-------- TEXTO EXTRAÍDO

43. TORRE DE BABEL

Cuando tenía dieciocho años, fui a ver al cine "2001: Una odisea en el espacio" de Stanley Kubrick. Era Martes de Carnaval en Santa Cruz de Tenerife, así que la sala estaba casi vacía. Sólo un par de "extraterrestres" y yo misma preferimos sumergirnos en una de las películas más simbólicas, reflexivas y profundas que ha dado la historia de la cinematografía del siglo XX. 


Las preguntas que plantea este film del director estadounidense son las más radicales que cualquier persona puede cuestionarse desde el punto de vista de la especie: ¿De dónde venimos y a dónde vamos los seres humanos? Su desarrollo transcurre con muy pocas palabras y, principalmente, dentro de una nave espacial sin rumbo conocido en medio del Cosmos. Las respuestas son intangibles, pues deja caer posibilidades de un principio y un fin; pero lo que queda en medio es un vacío gigante, una humanidad que nace y perece, y en medio algo efímero que ya no está.

----------------
-------- MATERIAL PROPORCIONADO

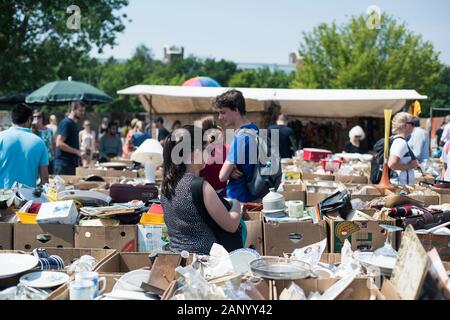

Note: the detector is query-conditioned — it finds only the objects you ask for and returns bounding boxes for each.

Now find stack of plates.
[250,257,313,280]
[353,252,397,277]
[0,253,39,279]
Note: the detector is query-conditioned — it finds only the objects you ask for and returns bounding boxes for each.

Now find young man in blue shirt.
[213,90,259,202]
[53,101,86,176]
[0,103,48,189]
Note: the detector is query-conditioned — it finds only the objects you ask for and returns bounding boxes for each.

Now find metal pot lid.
[263,188,285,204]
[16,186,48,203]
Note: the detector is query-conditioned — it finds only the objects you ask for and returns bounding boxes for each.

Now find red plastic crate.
[303,148,332,161]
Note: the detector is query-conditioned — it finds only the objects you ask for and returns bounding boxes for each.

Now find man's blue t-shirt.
[0,127,48,189]
[55,117,80,167]
[227,123,259,202]
[133,132,150,147]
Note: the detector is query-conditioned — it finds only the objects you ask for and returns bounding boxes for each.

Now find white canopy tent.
[117,85,427,118]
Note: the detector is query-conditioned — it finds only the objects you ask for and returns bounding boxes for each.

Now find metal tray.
[250,257,314,280]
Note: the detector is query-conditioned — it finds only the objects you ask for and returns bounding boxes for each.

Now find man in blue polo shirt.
[214,90,259,202]
[0,103,48,189]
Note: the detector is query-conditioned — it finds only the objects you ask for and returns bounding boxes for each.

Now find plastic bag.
[171,266,226,300]
[279,282,307,300]
[292,239,327,267]
[68,255,97,273]
[335,239,362,278]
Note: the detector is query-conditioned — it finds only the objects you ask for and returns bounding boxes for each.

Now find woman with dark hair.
[161,125,242,254]
[31,109,56,174]
[171,120,181,132]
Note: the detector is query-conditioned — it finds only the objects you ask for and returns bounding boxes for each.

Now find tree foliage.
[428,66,450,114]
[0,0,128,93]
[230,68,295,88]
[293,14,441,100]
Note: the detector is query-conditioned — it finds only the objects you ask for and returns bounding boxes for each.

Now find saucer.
[20,271,70,289]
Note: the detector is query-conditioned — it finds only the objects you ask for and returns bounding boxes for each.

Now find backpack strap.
[391,136,417,184]
[191,177,208,218]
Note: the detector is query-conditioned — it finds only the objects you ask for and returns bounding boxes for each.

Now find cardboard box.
[302,173,334,181]
[161,279,273,300]
[47,273,120,300]
[76,167,138,178]
[334,176,369,184]
[409,194,440,207]
[381,279,402,300]
[431,187,450,204]
[304,181,339,207]
[0,222,14,250]
[14,223,74,251]
[75,225,137,252]
[273,277,383,300]
[350,194,383,202]
[94,252,152,273]
[325,217,396,253]
[263,221,327,257]
[320,252,341,265]
[279,182,306,203]
[45,248,117,267]
[244,212,264,255]
[306,192,333,207]
[417,234,450,261]
[137,224,169,252]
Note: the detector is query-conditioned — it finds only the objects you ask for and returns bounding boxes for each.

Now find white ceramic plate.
[20,271,70,289]
[113,269,151,292]
[0,253,39,279]
[230,248,260,273]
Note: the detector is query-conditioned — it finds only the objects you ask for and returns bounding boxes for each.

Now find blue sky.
[93,0,450,65]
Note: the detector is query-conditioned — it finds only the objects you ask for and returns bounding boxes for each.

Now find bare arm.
[219,160,236,182]
[39,166,48,185]
[219,160,242,182]
[203,181,241,232]
[388,155,419,171]
[56,134,80,156]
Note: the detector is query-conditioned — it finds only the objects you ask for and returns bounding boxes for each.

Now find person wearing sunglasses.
[344,126,366,153]
[388,112,419,185]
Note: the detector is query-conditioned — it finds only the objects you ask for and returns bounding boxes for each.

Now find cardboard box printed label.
[263,221,327,257]
[75,225,137,252]
[94,252,152,273]
[325,217,395,253]
[417,234,450,261]
[244,212,264,255]
[14,223,75,251]
[138,225,169,252]
[0,222,14,250]
[334,176,369,184]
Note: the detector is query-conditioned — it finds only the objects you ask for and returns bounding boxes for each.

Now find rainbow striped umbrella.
[183,77,221,87]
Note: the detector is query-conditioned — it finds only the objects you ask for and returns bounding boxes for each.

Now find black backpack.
[370,136,417,184]
[247,131,282,199]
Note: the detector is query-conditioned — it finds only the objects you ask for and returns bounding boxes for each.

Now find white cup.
[288,200,304,218]
[75,271,106,298]
[69,279,97,300]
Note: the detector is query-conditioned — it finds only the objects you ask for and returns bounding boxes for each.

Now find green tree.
[0,0,128,93]
[293,14,441,98]
[424,66,450,116]
[229,68,295,88]
[94,46,158,112]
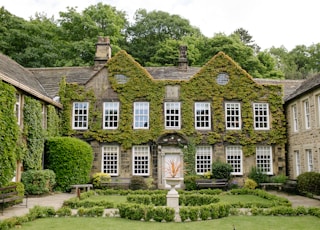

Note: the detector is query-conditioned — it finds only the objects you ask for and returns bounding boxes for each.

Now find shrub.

----------------

* INSTRUCCIONES DE LA TAREA *
Retoma el texto sobre la película «2001: Una odisea en el espacio» justo después de su última oración y continúalo.

* RESULTADO DE LA TAREA *
Me sumergí de tal forma en esas cuestiones que, al salir de los cines Óscar, al final de la Avenida de Bélgica, lo que comencé a visionar fue un mundo con poco o menos sentido aún que el anterior. Hileras humanas se dirigían por la Rambla y sus calles transversales, haciéndose cada vez más densas; hasta formar una masa enorme de coloridos, pitos, músicas y jolgorio en la Plaza de España. Yo caminaba entre toda esa gente pero estaba fuera, observando otra película ante la que sentía un profundo abismo, una separación existencial frente al sinsentido que se me ofrecía como "realidad".


Algo parecido me ocurrió el día que desperté de mi experiencia más psicodélica, en forma de dibujitos, en medio de una ceremonia chamánica. En la sala, había algo más de veinte personas que se me antojaban como parte de una ficción dramática situada en el seno de un hospital psiquiátrico. Visto desde afuera, un taller de medicina ancestral puede parecer un manicomio, cada uno viendo su película; aunque quizás se pueda decir lo mismo de un centro comercial, de una guerra, de un partido de fútbol o de un Martes de Carnaval. Todo depende de la distancia a la que te sitúes.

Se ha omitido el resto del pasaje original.